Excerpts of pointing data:
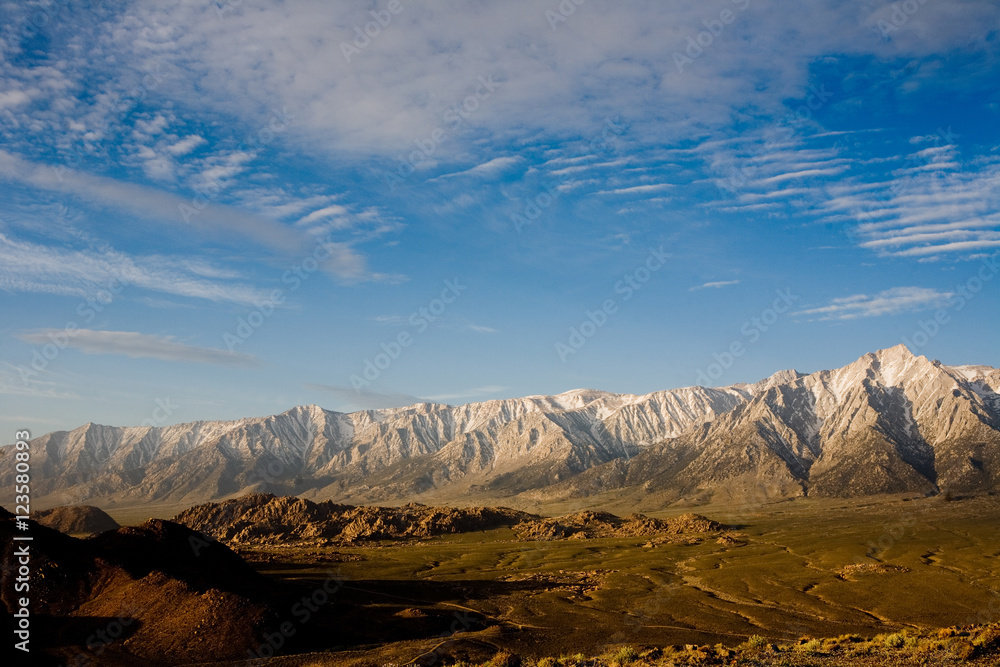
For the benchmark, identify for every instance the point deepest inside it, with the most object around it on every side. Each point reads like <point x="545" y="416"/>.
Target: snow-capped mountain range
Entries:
<point x="890" y="422"/>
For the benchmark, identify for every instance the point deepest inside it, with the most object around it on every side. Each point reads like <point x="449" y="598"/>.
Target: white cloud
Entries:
<point x="138" y="345"/>
<point x="889" y="302"/>
<point x="638" y="189"/>
<point x="216" y="220"/>
<point x="488" y="169"/>
<point x="186" y="145"/>
<point x="29" y="267"/>
<point x="717" y="284"/>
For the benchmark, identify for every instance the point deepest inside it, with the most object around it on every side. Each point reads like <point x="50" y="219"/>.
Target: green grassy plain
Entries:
<point x="929" y="564"/>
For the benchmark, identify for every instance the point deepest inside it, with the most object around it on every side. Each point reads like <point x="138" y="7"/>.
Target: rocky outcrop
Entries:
<point x="589" y="525"/>
<point x="76" y="519"/>
<point x="262" y="519"/>
<point x="156" y="594"/>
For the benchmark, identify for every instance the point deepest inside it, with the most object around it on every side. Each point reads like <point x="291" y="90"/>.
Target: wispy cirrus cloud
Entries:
<point x="35" y="268"/>
<point x="716" y="285"/>
<point x="138" y="345"/>
<point x="889" y="302"/>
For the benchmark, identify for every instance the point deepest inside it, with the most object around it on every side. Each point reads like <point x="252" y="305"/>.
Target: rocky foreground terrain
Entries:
<point x="136" y="595"/>
<point x="890" y="422"/>
<point x="76" y="519"/>
<point x="261" y="519"/>
<point x="265" y="519"/>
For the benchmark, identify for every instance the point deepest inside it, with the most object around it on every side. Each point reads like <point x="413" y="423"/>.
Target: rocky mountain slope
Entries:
<point x="76" y="520"/>
<point x="139" y="595"/>
<point x="889" y="422"/>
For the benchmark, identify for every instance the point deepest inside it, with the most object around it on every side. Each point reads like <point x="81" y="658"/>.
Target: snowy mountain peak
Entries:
<point x="890" y="421"/>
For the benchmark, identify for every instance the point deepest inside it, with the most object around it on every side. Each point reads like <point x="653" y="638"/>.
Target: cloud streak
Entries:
<point x="893" y="301"/>
<point x="137" y="345"/>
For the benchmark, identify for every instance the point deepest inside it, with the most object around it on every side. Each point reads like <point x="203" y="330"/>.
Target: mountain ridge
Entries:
<point x="888" y="422"/>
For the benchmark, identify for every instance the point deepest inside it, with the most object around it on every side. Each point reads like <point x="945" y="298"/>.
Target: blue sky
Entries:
<point x="218" y="210"/>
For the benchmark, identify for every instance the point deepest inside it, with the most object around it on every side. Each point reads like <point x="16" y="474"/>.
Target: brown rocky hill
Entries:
<point x="156" y="594"/>
<point x="263" y="518"/>
<point x="587" y="525"/>
<point x="76" y="519"/>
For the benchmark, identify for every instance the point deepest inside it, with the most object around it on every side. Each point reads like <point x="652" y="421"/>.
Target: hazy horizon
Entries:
<point x="239" y="208"/>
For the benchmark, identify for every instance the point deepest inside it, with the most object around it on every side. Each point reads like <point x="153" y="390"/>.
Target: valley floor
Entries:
<point x="853" y="569"/>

_TASK OBJECTIVE_: Print every record above exactly as written, leaving out the pictures.

_TASK ANSWER_:
For the benchmark, identify for every instance the point deepest inside it, with the most object around it on every side. Each point reads like <point x="545" y="416"/>.
Target: snow-capped mountain range
Entries:
<point x="890" y="422"/>
For the benchmark, identify for every instance the point deepest inside it, with the most object around it on every side. Each point reads like <point x="449" y="598"/>.
Target: white cloud
Entries:
<point x="138" y="345"/>
<point x="889" y="302"/>
<point x="638" y="189"/>
<point x="216" y="220"/>
<point x="488" y="169"/>
<point x="186" y="145"/>
<point x="29" y="267"/>
<point x="717" y="284"/>
For the benchmark, identify for every instance the point deepest inside it, with the most object around it on every side. Each point reads like <point x="50" y="219"/>.
Target: green grassy plain
Entries:
<point x="929" y="564"/>
For the benchmark, identify for every instance the point deepest inside it, with the most object around it on every side. Each point reads like <point x="138" y="7"/>.
Target: rocky outcrop
Entries:
<point x="589" y="525"/>
<point x="76" y="519"/>
<point x="262" y="519"/>
<point x="156" y="594"/>
For the benchmark, identify for every instance the point deepest inside it, with the most object around it on every side. Each point reads like <point x="291" y="90"/>.
Target: wispy cirrus cloud
Entries:
<point x="35" y="268"/>
<point x="716" y="285"/>
<point x="138" y="345"/>
<point x="889" y="302"/>
For the benchmark, identify for every instance the point deepest inside it, with the most object around it on every side. Each point reads like <point x="252" y="305"/>.
Target: rocky foreground terrain
Entries:
<point x="136" y="595"/>
<point x="890" y="422"/>
<point x="76" y="519"/>
<point x="261" y="519"/>
<point x="265" y="519"/>
For the benchmark, identify for every instance the point deepest inside it, with the most object around it on every side. Each point reads like <point x="413" y="423"/>.
Target: rocky mountain slope
Entries:
<point x="76" y="520"/>
<point x="139" y="595"/>
<point x="889" y="422"/>
For the benchmark, identify for every instance the point deepest inside it, with the most object around it on every side. Each point reads like <point x="81" y="658"/>.
Target: snowy mountain peak
Entries:
<point x="890" y="421"/>
For the benchmark, identify for every instance the point deepest inside it, with the most object around it on every side. Each point reads like <point x="653" y="638"/>.
Target: cloud streak
Entries:
<point x="893" y="301"/>
<point x="137" y="345"/>
For the benchmark, identify for every instance the point deepest inside it, with the most object around it on every side. Each point reads like <point x="203" y="330"/>.
Target: mountain ridge
Entries:
<point x="888" y="422"/>
For the benchmark, identify for every instance the point deepest inside it, with the most object around it on every side. Each point reads like <point x="945" y="298"/>.
Target: blue sky
Entries:
<point x="218" y="210"/>
For the benchmark, identify for every instance the point deepest inside it, with the most object around it on every side. Each point reads like <point x="16" y="474"/>.
Target: brown rocky hill
Entries:
<point x="156" y="594"/>
<point x="263" y="518"/>
<point x="587" y="525"/>
<point x="76" y="519"/>
For the benchmark, identify for every instance the point deepest inside it, with the most object around it on every side. Each point reads like <point x="652" y="421"/>.
Target: hazy horizon
Entries:
<point x="239" y="208"/>
For the benchmark, identify for every instance the point deepest inside it, with the most object around it on every side. Each point reads like <point x="153" y="390"/>.
Target: valley floor
Entries:
<point x="853" y="569"/>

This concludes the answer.